Excerpt to read
━━━━━━━━━━━━━━━━
Since 2004, the US has been conducting surveillance and targeted killings across Pakistan, the country that has bore the brunt of most American drone strikes. The most recent stats bring the number of total strikes to over 400, with anywhere from 2,400 to 4,000 people killed. There have been over 75 strikes in Yemen and Somalia since 2002, which has taken the lives of upwards of 833 people. The more recent strikes in Yemen and Somalia suggest that the hum and buzz of drones is spreading. And as the drone war drags on, questions are being raised about the legality of their use. 

Drones in Law and Practice

Indeed, the legality of drones has been scrutinized under both American and international law. The terrifying implications of this new technology—the capacity to strike a target almost anywhere in the world remotely—naturally raise concerns about how armed drone are deployed, and how their use is legitimized.

American drone strikes find their legal backing in the “Authorization on the Use of Military Force,” or AUMF, a law approved by Congress and signed by President Bush within a week of the 9/11 terrorist attacks. The bill gave the President to power to approve “all necessary and appropriate force against those nations, organizations, or persons he determines planned, authorized, committed, or aided the terrorist attacks that occurred on September 11, 2001.” This expanded authority provided the juridical logic for all military actions against the groups thought to be responsible for the 9/11 attacks—namely, the Al-Qaeda, the Taliban, and their “associated organizations.” The Obama administration did not challenge this law but rather stretched its powers, leading to a peak in drone strikes against suspected terrorist targets during President Obama’s first term. 

The lawfulness of American drone strikes relies on categorizing targets as enemy soldiers in an ongoing war. The term ‘enemy combatant’ historically applied to uniformed soldiers in opposing armies, and was meant to protect civilians from being targeted. There are no uniforms in the global ‘War on Terror’ though, and the line between civilians and combatants has become blurred. In an attempt to account for transnational nature of terrorist networks, the Bush administration redefined “enemy combatant” as “an individual who was part of or supporting the Taliban or al-Qaeda forces, or associated forces that are engaged in hostilities against the United States or its coalition partners.” The degree of association with a target organization needed to be considered a combatant is undefined, and the power to decide if an individual is affiliated enough to be an enemy combatant lies in the President’s hands.
━━━━━━━━━━━━━━━━
Data provided
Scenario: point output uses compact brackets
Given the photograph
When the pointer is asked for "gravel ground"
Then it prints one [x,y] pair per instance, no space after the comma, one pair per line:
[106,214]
━━━━━━━━━━━━━━━━
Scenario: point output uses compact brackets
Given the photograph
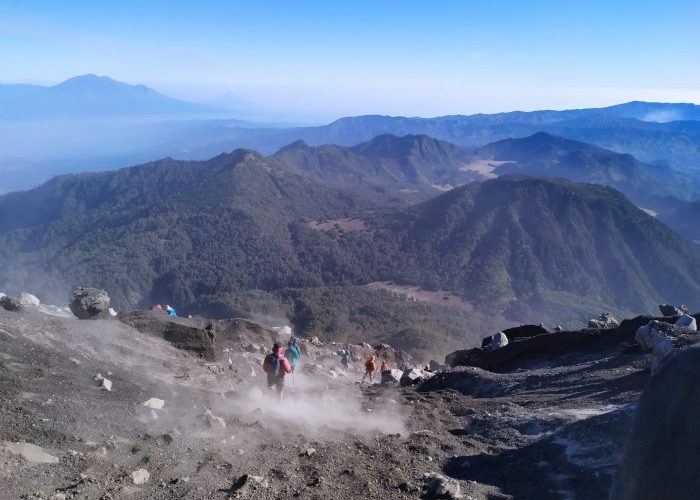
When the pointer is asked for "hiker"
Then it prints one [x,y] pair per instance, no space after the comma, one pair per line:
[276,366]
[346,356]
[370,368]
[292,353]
━━━━━━━━━━━━━━━━
What you have to do
Write out everything from "American drone strikes find" down to "Obama’s first term." in the passage on drone strikes, replacing "Congress" with "the legislature". The lines here have no connection to the passage on drone strikes.

Solution for this exercise
American drone strikes find their legal backing in the “Authorization on the Use of Military Force,” or AUMF, a law approved by the legislature and signed by President Bush within a week of the 9/11 terrorist attacks. The bill gave the President to power to approve “all necessary and appropriate force against those nations, organizations, or persons he determines planned, authorized, committed, or aided the terrorist attacks that occurred on September 11, 2001.” This expanded authority provided the juridical logic for all military actions against the groups thought to be responsible for the 9/11 attacks—namely, the Al-Qaeda, the Taliban, and their “associated organizations.” The Obama administration did not challenge this law but rather stretched its powers, leading to a peak in drone strikes against suspected terrorist targets during President Obama’s first term.